=== Begin Enclosure ===

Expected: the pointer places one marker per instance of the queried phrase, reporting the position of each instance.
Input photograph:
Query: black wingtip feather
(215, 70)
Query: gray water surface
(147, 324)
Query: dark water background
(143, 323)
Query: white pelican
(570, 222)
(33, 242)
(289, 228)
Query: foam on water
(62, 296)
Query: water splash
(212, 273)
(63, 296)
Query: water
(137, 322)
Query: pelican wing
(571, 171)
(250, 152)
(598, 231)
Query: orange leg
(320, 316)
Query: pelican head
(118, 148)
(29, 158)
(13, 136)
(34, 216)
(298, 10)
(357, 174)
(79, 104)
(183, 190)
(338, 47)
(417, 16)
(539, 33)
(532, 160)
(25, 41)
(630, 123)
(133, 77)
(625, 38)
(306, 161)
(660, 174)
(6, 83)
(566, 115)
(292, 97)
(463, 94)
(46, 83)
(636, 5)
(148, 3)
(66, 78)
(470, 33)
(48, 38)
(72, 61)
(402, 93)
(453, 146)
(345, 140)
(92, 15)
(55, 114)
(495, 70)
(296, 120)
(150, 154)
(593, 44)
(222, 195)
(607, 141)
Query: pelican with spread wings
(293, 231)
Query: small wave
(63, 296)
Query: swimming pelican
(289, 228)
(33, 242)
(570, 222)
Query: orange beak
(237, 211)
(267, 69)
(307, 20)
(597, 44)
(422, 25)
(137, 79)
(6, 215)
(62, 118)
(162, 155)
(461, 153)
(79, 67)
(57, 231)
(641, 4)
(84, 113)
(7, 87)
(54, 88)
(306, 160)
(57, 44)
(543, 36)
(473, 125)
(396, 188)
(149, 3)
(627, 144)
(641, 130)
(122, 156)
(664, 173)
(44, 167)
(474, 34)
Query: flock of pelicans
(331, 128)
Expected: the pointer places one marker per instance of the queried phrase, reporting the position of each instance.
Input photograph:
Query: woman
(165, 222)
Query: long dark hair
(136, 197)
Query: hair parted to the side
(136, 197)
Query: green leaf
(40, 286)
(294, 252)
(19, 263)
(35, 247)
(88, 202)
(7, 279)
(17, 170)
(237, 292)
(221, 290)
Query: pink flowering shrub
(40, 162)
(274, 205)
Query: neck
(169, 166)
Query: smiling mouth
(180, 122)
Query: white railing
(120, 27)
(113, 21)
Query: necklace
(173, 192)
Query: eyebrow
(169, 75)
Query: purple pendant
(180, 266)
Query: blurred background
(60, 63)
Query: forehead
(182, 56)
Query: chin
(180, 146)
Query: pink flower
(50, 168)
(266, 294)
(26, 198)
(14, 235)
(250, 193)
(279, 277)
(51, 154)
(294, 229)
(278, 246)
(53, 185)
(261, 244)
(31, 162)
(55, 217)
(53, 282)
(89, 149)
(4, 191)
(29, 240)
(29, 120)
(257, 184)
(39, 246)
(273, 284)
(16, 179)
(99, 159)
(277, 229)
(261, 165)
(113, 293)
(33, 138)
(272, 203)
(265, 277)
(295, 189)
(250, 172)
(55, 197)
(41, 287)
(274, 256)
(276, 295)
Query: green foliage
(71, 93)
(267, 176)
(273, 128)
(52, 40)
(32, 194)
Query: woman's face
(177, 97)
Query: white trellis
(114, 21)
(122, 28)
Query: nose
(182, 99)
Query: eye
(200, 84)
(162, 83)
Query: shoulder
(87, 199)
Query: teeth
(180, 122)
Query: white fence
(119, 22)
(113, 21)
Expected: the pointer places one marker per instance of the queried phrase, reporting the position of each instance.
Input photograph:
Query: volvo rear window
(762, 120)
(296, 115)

=== End Enclosure ===

WORK REQUIRED. Write the whole listing out again, exactly as it appears above.

TASK OUTPUT.
Expected: the pointer places one marker per instance of the queried phrase, reporting the position of each instance.
Input photograph:
Query: black wingtip feather
(215, 70)
Query: gray water surface
(147, 324)
Query: dark water background
(143, 323)
Query: white pelican
(570, 222)
(33, 242)
(289, 228)
Query: foam on water
(62, 296)
Query: water splash
(212, 273)
(63, 296)
Query: water
(137, 322)
Query: pelican wing
(571, 171)
(250, 152)
(598, 231)
Query: orange leg
(320, 316)
Query: pelican head
(118, 148)
(29, 158)
(13, 136)
(34, 216)
(298, 10)
(357, 174)
(79, 104)
(183, 190)
(338, 47)
(417, 16)
(539, 33)
(532, 160)
(25, 41)
(630, 123)
(133, 77)
(625, 38)
(306, 161)
(660, 174)
(6, 83)
(566, 115)
(292, 97)
(463, 94)
(46, 83)
(636, 5)
(148, 3)
(66, 78)
(470, 33)
(48, 38)
(72, 61)
(402, 93)
(453, 146)
(345, 140)
(92, 15)
(55, 114)
(495, 70)
(296, 120)
(150, 154)
(593, 44)
(222, 195)
(607, 141)
Query: pelican with spread wings
(293, 231)
Query: small wave
(63, 296)
Query: swimming pelican
(289, 228)
(33, 242)
(570, 222)
Query: orange beak
(237, 211)
(267, 69)
(307, 20)
(597, 44)
(422, 25)
(137, 79)
(6, 215)
(62, 118)
(162, 155)
(461, 153)
(79, 67)
(57, 231)
(641, 4)
(84, 113)
(7, 87)
(54, 88)
(306, 160)
(57, 44)
(543, 36)
(473, 125)
(396, 188)
(149, 3)
(627, 144)
(641, 130)
(122, 156)
(664, 173)
(44, 167)
(474, 34)
Query: flock of pelicans
(331, 128)
Expected: the pointer places one marker per instance of the queried phrase, reporting the position of each instance.
Input photograph:
Query: woman
(165, 222)
Query: long dark hair
(136, 197)
Query: hair parted to the side
(136, 197)
Query: green leaf
(40, 286)
(294, 252)
(19, 263)
(35, 247)
(88, 202)
(7, 279)
(17, 170)
(237, 292)
(221, 290)
Query: pink flowering shrub
(40, 162)
(274, 205)
Query: neck
(169, 166)
Query: smiling mouth
(180, 122)
Query: white railing
(120, 27)
(113, 21)
Query: necklace
(173, 192)
Query: eyebrow
(169, 75)
Query: purple pendant
(180, 266)
Query: blurred background
(60, 63)
Query: forehead
(182, 56)
Query: chin
(180, 146)
Query: pink flower
(50, 168)
(266, 294)
(26, 198)
(14, 235)
(250, 193)
(279, 277)
(51, 154)
(294, 229)
(278, 246)
(53, 185)
(261, 244)
(31, 162)
(55, 217)
(53, 282)
(89, 149)
(4, 191)
(29, 240)
(29, 120)
(257, 184)
(39, 246)
(273, 284)
(16, 179)
(99, 159)
(277, 229)
(261, 165)
(113, 293)
(33, 138)
(272, 203)
(265, 277)
(295, 189)
(250, 172)
(55, 197)
(41, 287)
(274, 256)
(276, 295)
Query: green foliage
(71, 93)
(267, 176)
(273, 128)
(52, 40)
(32, 194)
Query: woman's face
(177, 97)
Query: white trellis
(114, 21)
(122, 28)
Query: nose
(182, 99)
Query: eye
(200, 84)
(162, 83)
Query: shoulder
(87, 199)
Query: teeth
(180, 122)
Query: white fence
(119, 22)
(113, 21)
Expected: the pointer places one marker per instance of the queried phrase, reporting the position of each instance.
Input photograph:
Query: volvo rear window
(762, 120)
(296, 115)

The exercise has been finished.